Pull every line of text from the listing below without changing a character, and leave the pictures out of your answer.

>> BEGIN

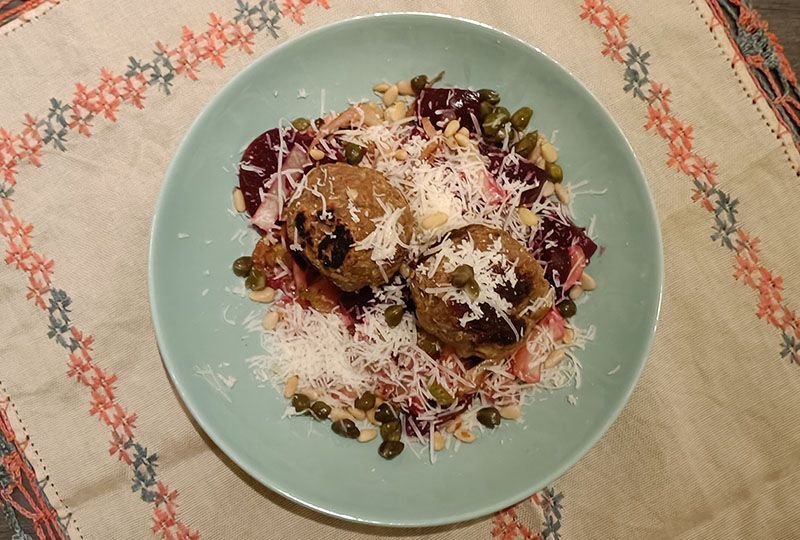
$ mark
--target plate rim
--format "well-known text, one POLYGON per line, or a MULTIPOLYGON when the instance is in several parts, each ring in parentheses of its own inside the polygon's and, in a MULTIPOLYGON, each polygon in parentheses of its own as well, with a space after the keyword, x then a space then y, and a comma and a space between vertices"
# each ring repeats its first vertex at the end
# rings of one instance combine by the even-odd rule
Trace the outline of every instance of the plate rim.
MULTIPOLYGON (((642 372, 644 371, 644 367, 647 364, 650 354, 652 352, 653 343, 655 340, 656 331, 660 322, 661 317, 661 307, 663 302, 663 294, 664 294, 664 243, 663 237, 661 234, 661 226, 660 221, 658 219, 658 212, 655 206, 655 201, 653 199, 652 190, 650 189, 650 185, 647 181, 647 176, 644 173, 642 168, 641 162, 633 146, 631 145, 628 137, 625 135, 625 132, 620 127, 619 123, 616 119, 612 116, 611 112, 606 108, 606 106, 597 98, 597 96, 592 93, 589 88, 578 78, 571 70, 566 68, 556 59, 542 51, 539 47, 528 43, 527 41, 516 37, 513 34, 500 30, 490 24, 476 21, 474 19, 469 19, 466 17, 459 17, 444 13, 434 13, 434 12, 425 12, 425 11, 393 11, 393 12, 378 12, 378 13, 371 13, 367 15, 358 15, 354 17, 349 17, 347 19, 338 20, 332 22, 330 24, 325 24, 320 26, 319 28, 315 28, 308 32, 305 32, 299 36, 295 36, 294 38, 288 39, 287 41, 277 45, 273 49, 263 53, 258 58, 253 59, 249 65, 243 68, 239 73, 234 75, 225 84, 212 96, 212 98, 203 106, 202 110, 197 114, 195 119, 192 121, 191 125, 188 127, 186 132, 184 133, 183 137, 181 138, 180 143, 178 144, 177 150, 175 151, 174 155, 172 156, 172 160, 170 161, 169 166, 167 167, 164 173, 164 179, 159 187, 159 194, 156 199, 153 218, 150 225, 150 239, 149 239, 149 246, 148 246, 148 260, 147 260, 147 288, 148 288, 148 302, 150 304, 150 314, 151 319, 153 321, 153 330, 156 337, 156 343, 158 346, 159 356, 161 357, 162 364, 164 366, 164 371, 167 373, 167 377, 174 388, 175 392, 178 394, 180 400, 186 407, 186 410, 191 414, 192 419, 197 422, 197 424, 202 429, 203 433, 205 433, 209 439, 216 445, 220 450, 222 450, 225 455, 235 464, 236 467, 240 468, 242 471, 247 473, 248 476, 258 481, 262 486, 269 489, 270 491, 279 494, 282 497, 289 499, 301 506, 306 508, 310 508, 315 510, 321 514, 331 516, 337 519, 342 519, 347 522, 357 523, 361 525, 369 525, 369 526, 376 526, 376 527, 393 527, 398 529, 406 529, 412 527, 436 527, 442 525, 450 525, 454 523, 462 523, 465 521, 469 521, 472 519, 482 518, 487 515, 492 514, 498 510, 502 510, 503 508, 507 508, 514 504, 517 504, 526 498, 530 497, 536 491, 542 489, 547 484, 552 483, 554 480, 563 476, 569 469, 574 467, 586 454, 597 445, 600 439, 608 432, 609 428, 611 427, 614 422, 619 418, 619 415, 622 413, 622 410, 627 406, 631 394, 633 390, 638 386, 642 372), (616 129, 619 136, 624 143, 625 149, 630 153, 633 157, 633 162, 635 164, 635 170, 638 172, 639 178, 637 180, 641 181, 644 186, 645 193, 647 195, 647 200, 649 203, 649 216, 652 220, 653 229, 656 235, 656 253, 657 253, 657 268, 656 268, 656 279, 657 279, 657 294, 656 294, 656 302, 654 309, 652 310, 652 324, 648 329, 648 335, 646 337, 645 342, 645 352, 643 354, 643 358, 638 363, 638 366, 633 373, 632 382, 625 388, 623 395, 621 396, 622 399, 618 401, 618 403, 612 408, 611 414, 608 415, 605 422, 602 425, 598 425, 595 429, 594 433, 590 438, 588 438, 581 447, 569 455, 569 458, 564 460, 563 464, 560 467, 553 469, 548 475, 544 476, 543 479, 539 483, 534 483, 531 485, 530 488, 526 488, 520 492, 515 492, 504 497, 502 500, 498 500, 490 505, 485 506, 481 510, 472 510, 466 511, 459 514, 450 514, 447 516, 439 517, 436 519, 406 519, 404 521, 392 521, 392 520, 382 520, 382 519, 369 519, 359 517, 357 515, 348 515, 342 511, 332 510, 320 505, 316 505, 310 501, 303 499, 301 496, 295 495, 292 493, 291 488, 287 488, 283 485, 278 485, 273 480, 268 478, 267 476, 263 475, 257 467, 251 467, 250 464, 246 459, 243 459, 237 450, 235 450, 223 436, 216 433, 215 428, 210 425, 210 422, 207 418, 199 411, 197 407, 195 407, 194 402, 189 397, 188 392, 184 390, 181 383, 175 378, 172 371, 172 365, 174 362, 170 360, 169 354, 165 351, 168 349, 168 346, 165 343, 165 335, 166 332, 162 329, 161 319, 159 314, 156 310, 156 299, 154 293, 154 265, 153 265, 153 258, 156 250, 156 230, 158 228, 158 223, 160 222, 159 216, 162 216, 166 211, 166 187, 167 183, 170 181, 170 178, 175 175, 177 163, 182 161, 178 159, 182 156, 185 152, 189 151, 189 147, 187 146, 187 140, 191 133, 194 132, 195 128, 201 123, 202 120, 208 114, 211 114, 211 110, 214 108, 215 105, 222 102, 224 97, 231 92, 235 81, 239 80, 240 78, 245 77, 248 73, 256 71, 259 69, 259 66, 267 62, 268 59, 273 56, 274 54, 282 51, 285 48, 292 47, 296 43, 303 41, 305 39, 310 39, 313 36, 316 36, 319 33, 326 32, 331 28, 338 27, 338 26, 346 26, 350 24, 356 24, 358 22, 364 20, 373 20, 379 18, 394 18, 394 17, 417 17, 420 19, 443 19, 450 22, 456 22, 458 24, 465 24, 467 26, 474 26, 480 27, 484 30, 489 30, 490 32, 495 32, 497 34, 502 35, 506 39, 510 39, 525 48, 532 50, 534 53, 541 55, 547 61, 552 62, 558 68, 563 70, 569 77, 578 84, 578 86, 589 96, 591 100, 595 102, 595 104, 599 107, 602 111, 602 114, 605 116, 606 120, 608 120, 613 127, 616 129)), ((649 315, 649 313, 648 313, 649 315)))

>> END

Response for this exercise:
$ mark
--target plate rim
--format "well-known text, one POLYGON per line, or a MULTIPOLYGON when the instance is in several parts, each ring in parentheses of its own inside the polygon's and, in a MULTIPOLYGON, each polygon in parentheses of its own as well, with a space after the keyword, x then a space then y, and a comma and a space between vertices"
# each ring repeats its first vertex at the end
# rings of one instance combine by the even-odd rule
Trace the outline of every instance of the plate rim.
MULTIPOLYGON (((642 372, 644 371, 644 367, 647 364, 650 354, 652 352, 653 343, 655 340, 656 331, 660 322, 661 317, 661 307, 663 302, 663 294, 664 294, 664 243, 663 237, 661 234, 661 226, 660 221, 658 219, 658 212, 655 206, 655 201, 653 199, 652 190, 650 189, 650 185, 647 181, 647 176, 644 173, 642 168, 641 162, 633 146, 631 145, 628 137, 625 135, 625 132, 620 127, 619 123, 616 119, 612 116, 611 112, 606 108, 606 106, 597 98, 597 96, 592 93, 589 88, 578 78, 571 70, 566 68, 556 59, 542 51, 539 47, 528 43, 527 41, 516 37, 513 34, 500 30, 490 24, 476 21, 474 19, 469 19, 466 17, 459 17, 444 13, 434 13, 434 12, 425 12, 425 11, 393 11, 393 12, 378 12, 378 13, 371 13, 367 15, 358 15, 354 17, 349 17, 347 19, 338 20, 332 22, 330 24, 325 24, 320 26, 319 28, 315 28, 308 32, 305 32, 299 36, 295 36, 294 38, 288 39, 287 41, 277 45, 273 49, 263 53, 258 58, 253 59, 249 65, 243 68, 239 73, 234 75, 225 84, 212 96, 212 98, 203 106, 202 110, 197 114, 195 119, 192 121, 191 125, 188 127, 186 132, 184 133, 183 137, 181 138, 180 143, 178 144, 177 150, 175 151, 174 155, 172 156, 172 160, 170 161, 169 166, 167 167, 164 173, 164 179, 159 187, 159 194, 156 199, 153 218, 150 225, 150 239, 149 239, 149 246, 148 246, 148 260, 147 260, 147 288, 148 288, 148 302, 150 304, 150 314, 151 319, 153 321, 153 330, 156 337, 156 343, 158 346, 159 356, 161 357, 162 364, 164 366, 164 371, 167 373, 167 377, 174 388, 175 392, 178 394, 180 400, 186 407, 186 410, 191 414, 192 419, 197 422, 197 424, 202 429, 203 433, 205 433, 209 439, 216 445, 220 450, 222 450, 225 455, 235 464, 236 467, 240 468, 242 471, 247 473, 248 476, 258 481, 262 486, 269 489, 270 491, 279 494, 282 497, 289 499, 301 506, 306 508, 310 508, 315 510, 321 514, 331 516, 337 519, 342 519, 347 522, 357 523, 361 525, 369 525, 369 526, 376 526, 376 527, 393 527, 398 529, 406 529, 412 527, 436 527, 442 525, 450 525, 454 523, 462 523, 465 521, 469 521, 472 519, 482 518, 487 515, 492 514, 498 510, 502 510, 503 508, 507 508, 514 504, 517 504, 526 498, 530 497, 536 491, 542 489, 547 484, 552 483, 554 480, 563 476, 569 469, 574 467, 586 454, 597 445, 600 439, 608 432, 609 428, 611 427, 614 422, 619 418, 619 415, 622 413, 622 410, 627 406, 631 394, 633 390, 638 386, 642 372), (616 129, 619 136, 624 143, 625 149, 630 153, 633 157, 633 162, 635 164, 635 170, 638 172, 639 178, 637 180, 641 181, 644 186, 645 193, 647 195, 647 200, 649 203, 649 216, 652 220, 653 229, 656 235, 656 253, 657 253, 657 268, 656 268, 656 279, 657 279, 657 294, 656 294, 656 302, 654 309, 652 310, 652 324, 648 329, 648 335, 646 337, 645 342, 645 352, 643 354, 643 358, 638 363, 638 366, 633 373, 632 382, 625 388, 623 395, 621 396, 622 399, 618 401, 618 403, 612 408, 611 414, 608 415, 605 422, 602 425, 598 425, 595 429, 594 433, 590 438, 588 438, 581 447, 569 455, 569 458, 564 460, 563 464, 560 467, 553 469, 548 475, 544 476, 543 479, 539 483, 534 483, 531 485, 530 488, 526 488, 520 492, 515 492, 504 497, 502 500, 498 500, 490 505, 485 506, 481 510, 472 510, 466 511, 459 514, 450 514, 447 516, 439 517, 436 519, 406 519, 404 521, 392 521, 392 520, 382 520, 382 519, 369 519, 359 517, 357 515, 348 515, 342 511, 332 510, 320 505, 316 505, 310 501, 303 499, 301 496, 295 495, 292 493, 291 488, 287 488, 283 485, 278 485, 273 480, 268 478, 267 476, 263 475, 257 467, 251 467, 250 464, 246 459, 243 459, 237 450, 235 450, 223 436, 216 433, 215 428, 210 425, 210 422, 207 418, 199 411, 197 407, 195 407, 194 402, 189 397, 188 392, 184 390, 181 383, 175 378, 172 371, 172 365, 174 362, 170 360, 169 354, 165 351, 168 349, 168 346, 165 343, 165 335, 166 332, 162 329, 161 319, 159 314, 156 310, 156 299, 154 293, 154 265, 153 265, 153 258, 156 250, 156 230, 158 228, 158 223, 160 222, 159 216, 162 216, 166 211, 166 187, 167 183, 170 181, 170 178, 175 175, 177 163, 182 161, 178 159, 182 156, 185 152, 189 151, 189 147, 187 146, 187 140, 191 133, 194 132, 195 128, 201 123, 202 120, 208 114, 211 114, 211 110, 214 108, 215 105, 222 102, 224 97, 231 92, 235 81, 239 80, 240 78, 245 77, 248 73, 256 71, 259 69, 259 66, 267 62, 268 59, 273 56, 274 54, 282 51, 285 48, 292 47, 296 43, 303 41, 305 39, 310 39, 313 36, 316 36, 319 33, 326 32, 331 28, 338 27, 338 26, 346 26, 350 24, 356 24, 358 22, 364 20, 373 20, 379 18, 394 18, 394 17, 417 17, 420 19, 443 19, 450 22, 456 22, 458 24, 465 24, 467 26, 474 26, 480 27, 484 30, 489 30, 490 32, 495 32, 497 34, 502 35, 506 39, 510 39, 525 48, 532 50, 534 53, 541 55, 547 61, 552 62, 558 68, 563 70, 569 77, 578 84, 578 86, 589 96, 591 100, 595 102, 595 104, 599 107, 602 111, 602 114, 605 116, 606 120, 608 120, 613 127, 616 129)), ((649 315, 649 313, 648 313, 649 315)))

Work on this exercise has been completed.